WHAT THE EXERCISE ASKS ▸
Find each line in the records below that has the word "dirt" in it, and copy those lines.
--- Start of EXCERPTED DATA ---
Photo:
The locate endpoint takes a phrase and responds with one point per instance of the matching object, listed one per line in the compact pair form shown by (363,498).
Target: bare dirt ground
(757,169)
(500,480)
--- End of EXCERPTED DATA ---
--- Start of EXCERPTED DATA ---
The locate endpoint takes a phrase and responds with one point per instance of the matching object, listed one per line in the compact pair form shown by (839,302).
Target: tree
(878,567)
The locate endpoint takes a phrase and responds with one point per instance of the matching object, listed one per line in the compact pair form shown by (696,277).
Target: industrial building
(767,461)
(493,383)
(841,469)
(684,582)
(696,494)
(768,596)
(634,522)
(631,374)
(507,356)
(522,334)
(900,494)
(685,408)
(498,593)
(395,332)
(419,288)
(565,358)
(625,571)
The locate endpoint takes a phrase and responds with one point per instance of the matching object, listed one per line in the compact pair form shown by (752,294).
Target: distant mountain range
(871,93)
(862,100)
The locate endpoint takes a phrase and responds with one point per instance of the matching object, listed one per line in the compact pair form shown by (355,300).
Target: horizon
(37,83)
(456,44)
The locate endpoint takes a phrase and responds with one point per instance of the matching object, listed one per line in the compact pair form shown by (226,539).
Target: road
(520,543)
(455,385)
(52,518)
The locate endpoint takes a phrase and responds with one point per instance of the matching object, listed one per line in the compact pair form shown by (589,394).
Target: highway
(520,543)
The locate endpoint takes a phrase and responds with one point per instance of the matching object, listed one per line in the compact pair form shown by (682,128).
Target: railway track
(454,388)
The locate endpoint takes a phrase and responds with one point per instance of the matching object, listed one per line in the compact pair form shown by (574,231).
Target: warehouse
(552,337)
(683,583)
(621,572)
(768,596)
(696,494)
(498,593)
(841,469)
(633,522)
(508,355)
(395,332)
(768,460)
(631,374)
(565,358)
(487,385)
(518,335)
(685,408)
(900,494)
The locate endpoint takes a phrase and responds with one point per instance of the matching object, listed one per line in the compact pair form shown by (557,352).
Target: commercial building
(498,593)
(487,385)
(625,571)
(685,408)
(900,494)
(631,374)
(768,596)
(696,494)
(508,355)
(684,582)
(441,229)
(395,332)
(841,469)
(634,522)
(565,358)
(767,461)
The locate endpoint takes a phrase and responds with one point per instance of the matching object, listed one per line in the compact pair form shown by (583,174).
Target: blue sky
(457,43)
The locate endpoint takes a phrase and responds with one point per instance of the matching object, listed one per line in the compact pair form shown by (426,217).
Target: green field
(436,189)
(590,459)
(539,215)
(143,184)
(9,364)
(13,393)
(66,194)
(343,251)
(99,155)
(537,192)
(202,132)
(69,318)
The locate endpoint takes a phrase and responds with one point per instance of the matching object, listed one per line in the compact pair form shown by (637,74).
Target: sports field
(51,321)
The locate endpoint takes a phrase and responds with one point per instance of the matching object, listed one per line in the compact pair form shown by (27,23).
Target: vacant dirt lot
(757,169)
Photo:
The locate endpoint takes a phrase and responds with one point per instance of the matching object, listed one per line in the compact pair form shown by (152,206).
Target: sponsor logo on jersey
--- End of EXCERPTED DATA ---
TASK ANSWER ▸
Target: bare dirt ground
Target: vacant dirt lot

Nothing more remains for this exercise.